What you will do —
a – Using the introduction on forward neck posture, answer each item on its own line:
(i) About what share of individuals with neck pain show forward neck posture?
(ii) Which two muscles are named as the primary stabilizers of the scapula?
(iii) What prevalence of forward neck posture was recorded among the physiotherapy population?
b – Resume the introduction on forward neck posture, picking up right after its final sentence.

Passage shown —
::::::::::

Relationship Between Strength of Scapular Muscles and Forward Neck Posture in Young Adults

Introduction

Neck pain ranks among the most prevalent musculoskeletal ailments, following closely behind back pain.¹ Many people seek help for this condition at least once in their lifetime. Individuals experiencing chronic neck pain frequently demonstrate changes in posture, particularly when engaged in activities involving extended periods of sitting, such as computer-based tasks, office paperwork, or industrial responsibilities. The continuous presence of neck pain can induce biomechanical shifts in the cervical spine.² Research judgments indicate that about 60% of individuals with neck pain demonstrate forward neck posture (FNP). This altered posture affects various structures including bones, ligaments, joint capsules, and muscles, consequently influencing scapular kinematics and kinetics.³ Research indicates that FNP leads to the shortening of posterior neck extensor muscles, tightening of anterior neck and shoulder muscles, and impacts scapular position and kinematics.⁴ Impairment in the mobility of upper extremity muscles originating from the thorax (such as the Pectoralis major and minor, Latissimus dorsi, and Serratus anterior), as well as muscles of the head and cervical spine linked to the scapula and upper thorax (including Levator scapulae, Sternocleidomastoid, Scalene, and upper Trapezius (UT)), can contribute to forward neck posture. It is well established that the serratus anterior and UT muscles serve as primary stabilizers of the scapula, regulating force to control scapular motion during functional activities.

The increased prevalence of forward neck posture among children and adolescents is closely linked to excessive usage of mobile phones and laptops. Research indicates that FNP alters the biomechanical stress on the cervical spine, contributing to various musculoskeletal disorders including cervical pain, headaches, temporomandibular disorders, and muscular dysfunctions. A smaller cranial-vertebral angle (CVA), indicative of greater FNP, is associated with CVA measurement less than 50 degrees, defining FNP.⁵ Studies have recorded high prevalence rates of forward neck posture (FNP) across different demographics. For instance, in one study, researchers reported an FNP prevalence of 86.5%, with a notable association between gender and FNP.⁶ Additionally, among heroin users, 36.7% exhibited moderate FNP, while 20% had severe FNP.⁷ In children and teenagers, the prevalence of FNP was reported at 53.5%, showing some correlation with neck pain.⁸ University students exhibited a prevalence of approximately 63.96% for FNP, while among the physiotherapy population, the prevalence was recorded at 70%.^9,10 Furthermore, studies have observed a 66% prevalence of FNP among individuals aged 25-30, with a higher prevalence noted in women compared to men.¹¹ These findings underscore the significant impact of FNP across various age groups and populations, emphasizing the importance of proactive measures to address and manage this condition.

::::::::::

The data —
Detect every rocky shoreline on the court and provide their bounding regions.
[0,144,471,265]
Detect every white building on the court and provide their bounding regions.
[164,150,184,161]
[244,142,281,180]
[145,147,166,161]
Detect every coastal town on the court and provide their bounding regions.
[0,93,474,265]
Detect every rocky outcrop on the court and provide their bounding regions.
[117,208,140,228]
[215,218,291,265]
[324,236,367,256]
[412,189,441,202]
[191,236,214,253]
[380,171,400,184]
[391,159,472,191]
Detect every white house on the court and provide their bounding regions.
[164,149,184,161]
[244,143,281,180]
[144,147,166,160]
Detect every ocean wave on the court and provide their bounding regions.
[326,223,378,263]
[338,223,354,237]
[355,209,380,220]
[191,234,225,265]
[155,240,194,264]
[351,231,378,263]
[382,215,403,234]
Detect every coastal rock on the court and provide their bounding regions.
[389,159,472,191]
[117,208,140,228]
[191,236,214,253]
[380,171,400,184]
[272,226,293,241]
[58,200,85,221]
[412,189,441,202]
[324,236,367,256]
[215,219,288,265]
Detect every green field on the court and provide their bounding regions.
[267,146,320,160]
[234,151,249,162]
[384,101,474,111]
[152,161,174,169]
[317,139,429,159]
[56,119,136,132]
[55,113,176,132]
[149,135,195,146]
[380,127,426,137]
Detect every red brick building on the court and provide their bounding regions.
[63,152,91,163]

::::::::::

Task answers —
a –
(i) About 60%.
(ii) The serratus anterior and the upper trapezius.
(iii) 70%.

b –
A recent study highlighted that nearly 78% of individuals habitually maintain their neck in a working position for extended periods, resulting in persistent stress on the neck and shoulders, potentially leading to anterior neck positioning, or FNP.¹² This prolonged stress can contribute to tightness in the upper back and muscle spasms, ultimately resulting in sharp pain. In a recent article published in 2022, it was suggested that incorporating scapular stabilization exercises may offer a more effective approach to managing FNP.¹³ Both scapular stabilization and postural correction exercises have been demonstrated to enhance the CVA and pressure pain threshold (PPT), while simultaneously reducing muscle activity and disability. Research indicates that performing scapular stabilization exercises alone has been demonstrated to enhance CVA. Diversified research studies have designated that forward neck posture correlates with the shortening of posterior neck extensor muscles, tightening of anterior neck and shoulder muscles, and changes in scapular position and kinematics. The serratus anterior and upper trapezius (UT) muscles play key roles as primary stabilizers of the scapula, essential for controlling the force required to manage scapular motion during daily activities. Coordinated movements of the serratus anterior and UT muscles are crucial for ensuring proper scapular movements, including the correct recruitment and initiation of these muscles.

The significance of scapular muscle strength lies in its direct impact on biomechanics, particularly concerning the shoulder complex and upper limb function. Shoulder Stability Scapular muscles, such as the trapezius, serratus anterior, and rhomboids, are crucial for stabilizing the shoulder joint. They help maintain the optimal positioning of the scapula on the rib cage during various arm movements. Weakness or imbalance in these muscles can lead to altered shoulder biomechanics, affecting stability during activities such as lifting, pushing, and pulling.

Shoulder Movement Patterns - Strong scapular muscles support proper movement patterns of the shoulder joint. Adequate strength in these muscles promote smooth and coordinated movement, reducing the risk of overuse injuries or biomechanical dysfunction.

Injury Prevention - Optimal scapular muscle strength is essential for preventing injuries such as shoulder impingement syndrome and rotator cuff tears. When these muscles are weak, there is increased stress on other structures of the shoulder complex, including the tendons and ligaments, which can lead to overuse injuries or abnormal wear and tear over time.

Postural Alignment - Scapular muscle strength contributes significantly to maintaining proper posture, particularly in the upper back and shoulder regions. Weak scapular muscles can contribute to rounded shoulders and forward head posture, which can lead to musculoskeletal pain and dysfunction.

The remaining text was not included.